■ **About this exercise**: Examine the records below and count how many lines contain the string "picture". Give only the number.

Saved entries
:::::

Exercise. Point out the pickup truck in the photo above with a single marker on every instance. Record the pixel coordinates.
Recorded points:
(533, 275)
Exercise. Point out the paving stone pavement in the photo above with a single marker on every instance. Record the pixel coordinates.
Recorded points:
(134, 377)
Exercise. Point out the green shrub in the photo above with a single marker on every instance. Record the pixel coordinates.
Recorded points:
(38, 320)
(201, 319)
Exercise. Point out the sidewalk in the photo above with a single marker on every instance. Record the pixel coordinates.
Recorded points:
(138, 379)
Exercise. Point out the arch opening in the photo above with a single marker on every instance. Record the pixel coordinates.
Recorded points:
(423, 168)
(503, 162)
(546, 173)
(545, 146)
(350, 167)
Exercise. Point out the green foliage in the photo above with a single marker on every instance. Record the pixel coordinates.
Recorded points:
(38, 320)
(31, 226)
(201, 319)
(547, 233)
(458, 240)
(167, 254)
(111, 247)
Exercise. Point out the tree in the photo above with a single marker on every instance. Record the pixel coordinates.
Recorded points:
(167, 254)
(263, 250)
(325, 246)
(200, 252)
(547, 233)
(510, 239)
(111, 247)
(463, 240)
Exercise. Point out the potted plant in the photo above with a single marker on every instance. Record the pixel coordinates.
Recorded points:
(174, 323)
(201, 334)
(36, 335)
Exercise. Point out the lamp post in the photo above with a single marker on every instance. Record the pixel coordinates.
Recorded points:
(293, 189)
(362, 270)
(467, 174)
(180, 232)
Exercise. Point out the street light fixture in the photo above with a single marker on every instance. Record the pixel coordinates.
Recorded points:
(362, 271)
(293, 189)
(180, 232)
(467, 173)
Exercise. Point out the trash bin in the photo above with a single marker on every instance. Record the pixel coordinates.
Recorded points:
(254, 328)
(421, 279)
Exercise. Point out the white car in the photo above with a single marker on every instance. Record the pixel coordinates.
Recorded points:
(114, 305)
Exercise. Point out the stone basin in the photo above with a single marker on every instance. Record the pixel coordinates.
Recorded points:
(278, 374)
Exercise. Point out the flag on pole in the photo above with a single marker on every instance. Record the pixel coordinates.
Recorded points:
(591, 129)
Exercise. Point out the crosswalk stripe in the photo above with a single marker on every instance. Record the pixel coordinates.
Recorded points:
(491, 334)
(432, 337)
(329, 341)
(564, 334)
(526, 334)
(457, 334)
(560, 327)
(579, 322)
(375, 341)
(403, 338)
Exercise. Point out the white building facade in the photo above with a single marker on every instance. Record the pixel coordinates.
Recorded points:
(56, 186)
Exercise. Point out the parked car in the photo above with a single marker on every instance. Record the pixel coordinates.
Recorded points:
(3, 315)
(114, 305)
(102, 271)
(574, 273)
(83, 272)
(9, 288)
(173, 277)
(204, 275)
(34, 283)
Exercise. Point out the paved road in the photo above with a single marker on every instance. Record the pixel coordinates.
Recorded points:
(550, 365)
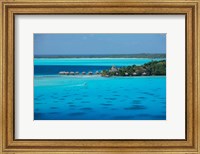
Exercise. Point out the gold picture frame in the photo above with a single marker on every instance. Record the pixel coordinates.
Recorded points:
(189, 8)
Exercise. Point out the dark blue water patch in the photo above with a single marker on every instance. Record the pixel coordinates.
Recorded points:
(158, 117)
(38, 115)
(123, 118)
(70, 102)
(76, 114)
(40, 103)
(135, 107)
(86, 108)
(54, 69)
(53, 108)
(71, 105)
(147, 93)
(85, 102)
(106, 104)
(54, 113)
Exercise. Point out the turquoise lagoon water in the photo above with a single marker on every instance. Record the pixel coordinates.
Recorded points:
(94, 97)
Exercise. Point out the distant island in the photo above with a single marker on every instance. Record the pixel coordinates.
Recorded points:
(153, 68)
(141, 55)
(149, 69)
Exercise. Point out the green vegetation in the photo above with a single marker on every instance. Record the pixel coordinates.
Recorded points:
(142, 55)
(148, 69)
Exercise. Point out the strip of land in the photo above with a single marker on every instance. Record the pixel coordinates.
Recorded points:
(142, 55)
(153, 68)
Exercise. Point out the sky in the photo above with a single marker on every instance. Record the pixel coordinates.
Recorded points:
(97, 44)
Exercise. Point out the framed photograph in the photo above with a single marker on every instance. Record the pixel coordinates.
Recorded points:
(99, 76)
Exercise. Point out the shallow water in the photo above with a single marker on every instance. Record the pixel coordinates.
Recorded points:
(98, 98)
(92, 61)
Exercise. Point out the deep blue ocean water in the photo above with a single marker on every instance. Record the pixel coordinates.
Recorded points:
(58, 97)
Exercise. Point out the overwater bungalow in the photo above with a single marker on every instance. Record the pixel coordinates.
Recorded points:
(134, 74)
(90, 73)
(144, 73)
(126, 74)
(62, 73)
(71, 73)
(113, 69)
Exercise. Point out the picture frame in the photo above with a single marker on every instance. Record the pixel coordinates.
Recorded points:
(47, 7)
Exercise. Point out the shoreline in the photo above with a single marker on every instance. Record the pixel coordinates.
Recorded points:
(96, 76)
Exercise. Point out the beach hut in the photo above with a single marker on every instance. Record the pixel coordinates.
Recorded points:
(134, 74)
(144, 73)
(90, 73)
(71, 73)
(66, 73)
(113, 69)
(62, 73)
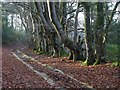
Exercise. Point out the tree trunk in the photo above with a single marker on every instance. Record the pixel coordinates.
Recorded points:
(67, 42)
(88, 34)
(99, 34)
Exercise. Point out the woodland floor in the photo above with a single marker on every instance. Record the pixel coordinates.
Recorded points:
(61, 72)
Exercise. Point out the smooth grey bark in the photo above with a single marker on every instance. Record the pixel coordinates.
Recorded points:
(67, 42)
(88, 34)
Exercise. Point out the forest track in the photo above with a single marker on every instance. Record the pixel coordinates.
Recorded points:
(53, 76)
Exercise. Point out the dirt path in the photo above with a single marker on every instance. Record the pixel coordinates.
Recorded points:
(63, 73)
(17, 75)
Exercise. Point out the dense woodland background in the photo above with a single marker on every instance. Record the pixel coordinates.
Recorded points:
(84, 31)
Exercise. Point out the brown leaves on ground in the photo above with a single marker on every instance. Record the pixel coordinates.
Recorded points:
(15, 74)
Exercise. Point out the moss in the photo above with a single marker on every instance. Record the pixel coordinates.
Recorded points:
(85, 63)
(116, 64)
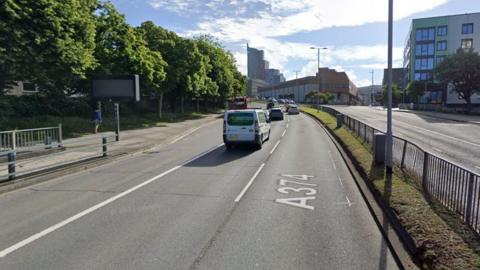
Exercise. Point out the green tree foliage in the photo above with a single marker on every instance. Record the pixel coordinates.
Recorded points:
(61, 45)
(396, 95)
(47, 42)
(462, 71)
(122, 49)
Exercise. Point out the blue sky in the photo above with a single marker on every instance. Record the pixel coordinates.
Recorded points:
(354, 31)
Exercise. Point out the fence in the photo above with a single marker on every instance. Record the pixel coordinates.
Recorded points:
(19, 140)
(453, 186)
(81, 150)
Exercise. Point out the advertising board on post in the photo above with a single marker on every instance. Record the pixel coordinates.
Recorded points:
(116, 88)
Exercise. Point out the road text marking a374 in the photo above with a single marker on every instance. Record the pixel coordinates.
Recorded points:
(306, 189)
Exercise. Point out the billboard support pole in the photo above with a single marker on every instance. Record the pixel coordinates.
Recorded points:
(117, 121)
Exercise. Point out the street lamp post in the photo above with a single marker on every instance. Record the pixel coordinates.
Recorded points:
(318, 71)
(389, 157)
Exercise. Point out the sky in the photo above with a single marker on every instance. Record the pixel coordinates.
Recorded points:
(353, 31)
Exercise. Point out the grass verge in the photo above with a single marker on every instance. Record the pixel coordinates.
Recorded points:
(78, 126)
(442, 240)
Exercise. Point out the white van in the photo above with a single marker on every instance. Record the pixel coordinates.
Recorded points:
(245, 126)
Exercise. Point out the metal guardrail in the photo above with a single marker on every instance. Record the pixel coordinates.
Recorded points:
(14, 168)
(455, 187)
(18, 140)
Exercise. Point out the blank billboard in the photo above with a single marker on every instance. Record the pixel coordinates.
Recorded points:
(116, 87)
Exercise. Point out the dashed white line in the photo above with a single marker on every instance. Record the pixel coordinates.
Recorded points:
(71, 219)
(340, 180)
(348, 201)
(239, 197)
(275, 147)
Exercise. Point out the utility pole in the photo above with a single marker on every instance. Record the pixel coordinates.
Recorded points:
(296, 86)
(371, 94)
(318, 72)
(389, 157)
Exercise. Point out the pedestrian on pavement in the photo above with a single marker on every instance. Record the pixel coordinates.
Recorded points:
(97, 119)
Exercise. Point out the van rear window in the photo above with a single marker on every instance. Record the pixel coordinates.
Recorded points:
(240, 119)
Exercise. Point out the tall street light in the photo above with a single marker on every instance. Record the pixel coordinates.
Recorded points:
(389, 158)
(318, 71)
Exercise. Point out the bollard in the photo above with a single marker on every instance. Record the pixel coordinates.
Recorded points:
(379, 148)
(48, 142)
(339, 120)
(11, 165)
(104, 146)
(59, 135)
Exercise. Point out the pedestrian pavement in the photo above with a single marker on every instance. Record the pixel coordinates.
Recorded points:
(473, 119)
(90, 146)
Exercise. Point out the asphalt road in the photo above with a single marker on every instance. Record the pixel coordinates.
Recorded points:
(458, 142)
(195, 205)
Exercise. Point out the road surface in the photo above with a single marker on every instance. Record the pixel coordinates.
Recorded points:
(194, 205)
(458, 142)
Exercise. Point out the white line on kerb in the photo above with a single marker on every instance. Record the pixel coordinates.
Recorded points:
(71, 219)
(275, 147)
(239, 197)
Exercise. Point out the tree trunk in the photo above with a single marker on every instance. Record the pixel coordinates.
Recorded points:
(182, 107)
(468, 99)
(160, 105)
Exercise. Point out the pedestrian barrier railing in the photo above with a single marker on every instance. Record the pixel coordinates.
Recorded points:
(454, 186)
(25, 139)
(81, 150)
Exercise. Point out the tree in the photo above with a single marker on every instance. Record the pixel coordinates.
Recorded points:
(396, 95)
(123, 49)
(462, 71)
(415, 90)
(47, 42)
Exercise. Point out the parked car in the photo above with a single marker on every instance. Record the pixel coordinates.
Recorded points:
(293, 109)
(249, 126)
(276, 114)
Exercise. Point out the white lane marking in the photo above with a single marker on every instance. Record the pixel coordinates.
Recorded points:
(239, 197)
(275, 147)
(71, 219)
(301, 202)
(331, 159)
(348, 201)
(340, 180)
(190, 132)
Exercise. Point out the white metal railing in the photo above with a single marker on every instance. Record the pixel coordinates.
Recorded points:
(20, 140)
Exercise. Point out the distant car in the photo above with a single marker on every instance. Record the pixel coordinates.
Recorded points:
(276, 114)
(249, 126)
(270, 105)
(293, 109)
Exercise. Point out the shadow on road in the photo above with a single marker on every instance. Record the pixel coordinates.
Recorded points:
(222, 156)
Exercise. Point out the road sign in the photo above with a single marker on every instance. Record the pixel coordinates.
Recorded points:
(116, 88)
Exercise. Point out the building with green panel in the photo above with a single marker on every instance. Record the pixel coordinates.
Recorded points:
(430, 41)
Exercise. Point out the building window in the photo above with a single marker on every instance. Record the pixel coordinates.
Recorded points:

:::::

■ **Response to the task**: 2